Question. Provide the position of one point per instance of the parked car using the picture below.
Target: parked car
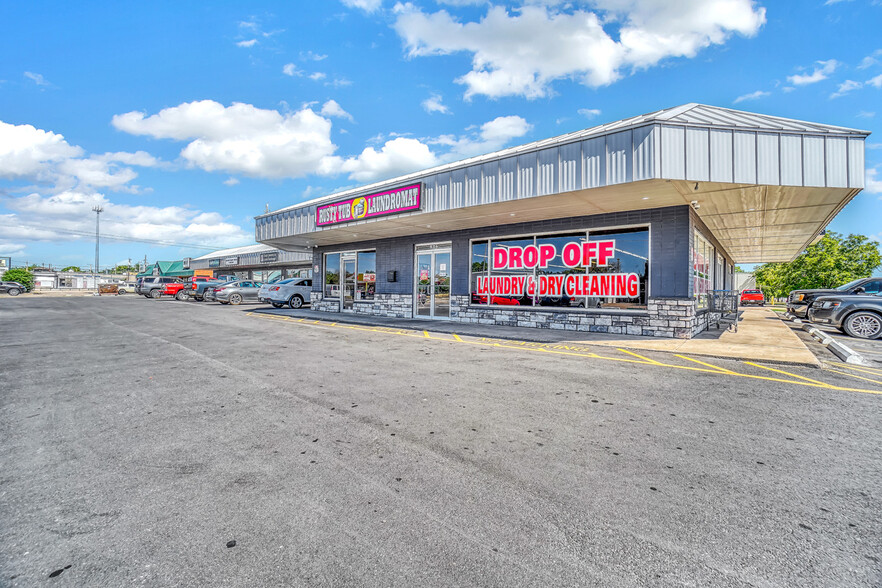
(858, 315)
(752, 297)
(800, 301)
(196, 286)
(12, 288)
(152, 286)
(235, 292)
(294, 292)
(175, 289)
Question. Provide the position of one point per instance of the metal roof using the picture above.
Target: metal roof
(766, 185)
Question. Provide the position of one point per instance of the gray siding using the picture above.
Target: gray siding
(669, 273)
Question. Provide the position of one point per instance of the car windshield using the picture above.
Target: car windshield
(849, 285)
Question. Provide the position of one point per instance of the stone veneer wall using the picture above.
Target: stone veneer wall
(664, 317)
(392, 305)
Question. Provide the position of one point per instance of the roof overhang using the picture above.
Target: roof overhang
(753, 223)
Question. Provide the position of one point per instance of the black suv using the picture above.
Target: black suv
(800, 301)
(12, 288)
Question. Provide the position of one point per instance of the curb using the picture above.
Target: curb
(840, 350)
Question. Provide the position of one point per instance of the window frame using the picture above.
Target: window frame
(537, 235)
(346, 253)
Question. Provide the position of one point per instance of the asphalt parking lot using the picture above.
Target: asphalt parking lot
(140, 438)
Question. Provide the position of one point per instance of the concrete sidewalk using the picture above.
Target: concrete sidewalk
(762, 335)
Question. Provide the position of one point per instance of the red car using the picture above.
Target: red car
(752, 297)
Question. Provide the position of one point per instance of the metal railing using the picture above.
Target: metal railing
(724, 305)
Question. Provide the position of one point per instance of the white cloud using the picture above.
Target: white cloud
(37, 78)
(434, 103)
(821, 72)
(846, 87)
(28, 152)
(240, 138)
(331, 108)
(396, 157)
(310, 56)
(68, 216)
(522, 52)
(870, 60)
(366, 5)
(752, 96)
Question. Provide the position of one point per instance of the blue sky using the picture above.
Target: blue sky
(183, 120)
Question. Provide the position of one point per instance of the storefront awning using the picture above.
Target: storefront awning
(765, 186)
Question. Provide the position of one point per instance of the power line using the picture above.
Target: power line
(79, 233)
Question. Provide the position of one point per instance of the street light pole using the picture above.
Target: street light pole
(97, 210)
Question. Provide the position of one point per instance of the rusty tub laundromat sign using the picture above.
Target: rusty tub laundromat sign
(395, 201)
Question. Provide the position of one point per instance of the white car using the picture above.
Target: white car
(294, 292)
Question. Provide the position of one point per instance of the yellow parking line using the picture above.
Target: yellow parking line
(855, 376)
(787, 374)
(640, 360)
(646, 359)
(717, 368)
(863, 369)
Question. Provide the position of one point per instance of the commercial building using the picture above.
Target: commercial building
(253, 262)
(622, 228)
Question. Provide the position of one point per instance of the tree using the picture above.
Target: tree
(831, 262)
(20, 275)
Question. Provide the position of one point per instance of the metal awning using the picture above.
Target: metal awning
(765, 186)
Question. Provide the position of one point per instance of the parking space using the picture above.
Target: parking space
(157, 433)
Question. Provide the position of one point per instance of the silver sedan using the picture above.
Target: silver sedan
(235, 292)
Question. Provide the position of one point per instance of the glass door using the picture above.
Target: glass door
(348, 282)
(432, 284)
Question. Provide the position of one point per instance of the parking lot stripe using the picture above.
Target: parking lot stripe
(555, 349)
(862, 369)
(646, 359)
(719, 369)
(854, 376)
(786, 373)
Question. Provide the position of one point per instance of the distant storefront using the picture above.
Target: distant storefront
(254, 262)
(626, 228)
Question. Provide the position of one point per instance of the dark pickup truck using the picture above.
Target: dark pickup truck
(800, 301)
(195, 287)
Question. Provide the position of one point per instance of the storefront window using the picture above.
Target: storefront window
(562, 270)
(332, 275)
(702, 269)
(366, 275)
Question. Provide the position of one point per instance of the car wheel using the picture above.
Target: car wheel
(864, 325)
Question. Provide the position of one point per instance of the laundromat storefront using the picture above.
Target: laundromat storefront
(623, 228)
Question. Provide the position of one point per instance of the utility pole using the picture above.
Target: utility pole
(97, 210)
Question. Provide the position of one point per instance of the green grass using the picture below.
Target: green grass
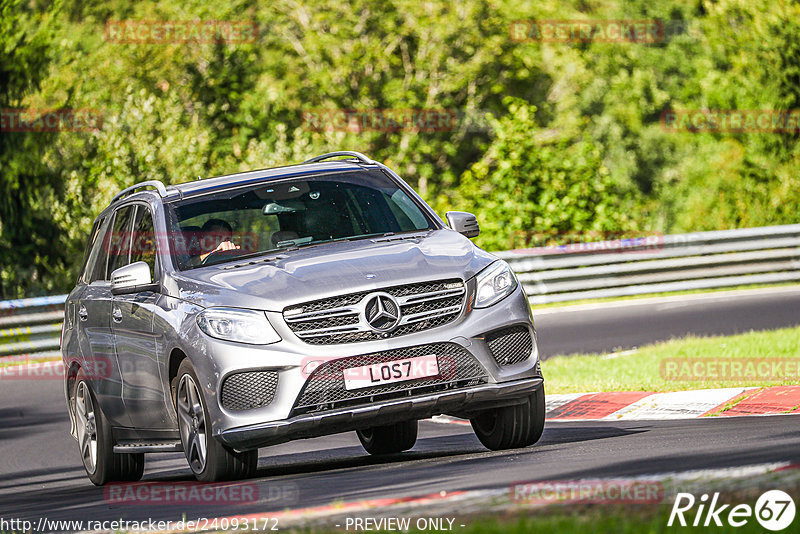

# [Task prompt]
Return every entry from the listing above exactly as it stands, leaving out any picture.

# [Answer to this exercise]
Question. Provide the position of one point per instance of the parked car using the picture below.
Target: parked car
(858, 315)
(752, 297)
(800, 301)
(196, 286)
(12, 288)
(152, 286)
(235, 292)
(294, 292)
(175, 289)
Question. Provide the position of one point per instance of the metal roof using the picture above.
Target: metal roof
(766, 185)
Question. Provide the position of one point per instance of the gray siding using the picture above.
Target: gray siding
(669, 273)
Question. Provide the position of one point per instance of the car windshield using the picture above.
Target: car windshield
(849, 285)
Question. Provide the position of one point per instance of the stone veneer wall using the picture above.
Target: stone veneer wall
(664, 317)
(392, 305)
Question. Provide the position of one point per instance of the roof overhang using the picture above.
Target: roof overhang
(753, 223)
Question. Provide the position of one point per instance of the black suv using the picture above.
Target: black suv
(800, 301)
(12, 288)
Question. Provide the position of one point per instance of the curb using the picture above.
Target: curb
(840, 350)
Question. Provide the position of one point per instance of the window frame using the picture above.
Target: window frame
(537, 235)
(346, 253)
Question. Provide the position of one point per instance of the asphalt parking lot using the picture above.
Target: asphalt parking lot
(140, 438)
Question. Provide the position of one point per instance of the concrete sidewalk using the picture above.
Target: concrete sidewalk
(762, 335)
Question. Provide the position of one point per instance of the red car using the picture above.
Target: red car
(752, 297)
Question. Provide the position of one point per instance of the metal railing using the picture above.
Target: metal railing
(724, 305)
Question. Provide the position of one point per instance of the white cloud using the picture above.
Target: white cloud
(37, 78)
(434, 103)
(821, 72)
(846, 87)
(28, 152)
(240, 138)
(331, 108)
(396, 157)
(310, 56)
(68, 216)
(522, 52)
(870, 60)
(366, 5)
(752, 96)
Question. Provide the position of one point per instance of the blue sky using the picture above.
Target: blue sky
(183, 120)
Question. Provide the position of one point per instance of the storefront awning using the picture above.
Target: storefront awning
(765, 186)
Question. Provide the position of one point per instance of the power line using the picture above.
Target: power line
(79, 233)
Question. Provide the position of one point per instance of the street light pole using the picture above.
Target: street light pole
(97, 210)
Question. Provide the position of one point per instance of the rusty tub laundromat sign using the picture above.
Target: rusty tub laundromat sign
(395, 201)
Question. Provide the position of one point per instance of the white car using the picture above.
Target: white car
(294, 292)
Question. Provide the position of one point per instance of the yellow parking line using the picture above.
Target: yellow parking line
(855, 376)
(787, 374)
(640, 360)
(646, 359)
(717, 368)
(863, 369)
Question. Provide the position of one point per instance of the commercial building using the picture above.
Target: commercial building
(253, 262)
(622, 228)
Question. Provide the position of one point per instance of the tree using the picture above.
Target: tree
(831, 262)
(20, 275)
Question. Provide the position of one point per instance of the metal awning using the picture above.
Target: metal awning
(765, 186)
Question. Provide the position of one point per instance of the parking space using the picture above.
Target: parking space
(157, 433)
Question. Provide the position of one point per instance of the silver sedan using the picture above.
Target: silver sedan
(235, 292)
Question. Provide the position of one point per instance of the glass door using the picture above.
Target: glass door
(348, 282)
(432, 284)
Question. Provide the position of one point per instance of the parking lot stripe using the picture above.
Target: parking lot stripe
(555, 349)
(862, 369)
(646, 359)
(719, 369)
(854, 376)
(786, 373)
Question. Provide the position of one point per instance of the distant storefront using the picture above.
Target: distant storefront
(254, 262)
(626, 228)
Question. Provide the position of one point per instance of the dark pickup truck using the picture above.
Target: dark pickup truck
(800, 301)
(195, 287)
Question. Provide the position of one point per instance of the storefront window using the picture above.
Target: storefront window
(562, 270)
(332, 275)
(702, 269)
(366, 275)
Question. Provide the position of one point per instance of the car wheel using the picture above.
Target: car wheel
(864, 325)
Question. Provide the position of one point per instance of the laundromat storefront using the picture above.
Target: laundromat storefront
(623, 228)
Question. Provide the position of one point per instance of the utility pole using the picture above.
Target: utility pole
(97, 210)
Question. Provide the position of one point per instance of the green grass using the picture below.
Target: green grass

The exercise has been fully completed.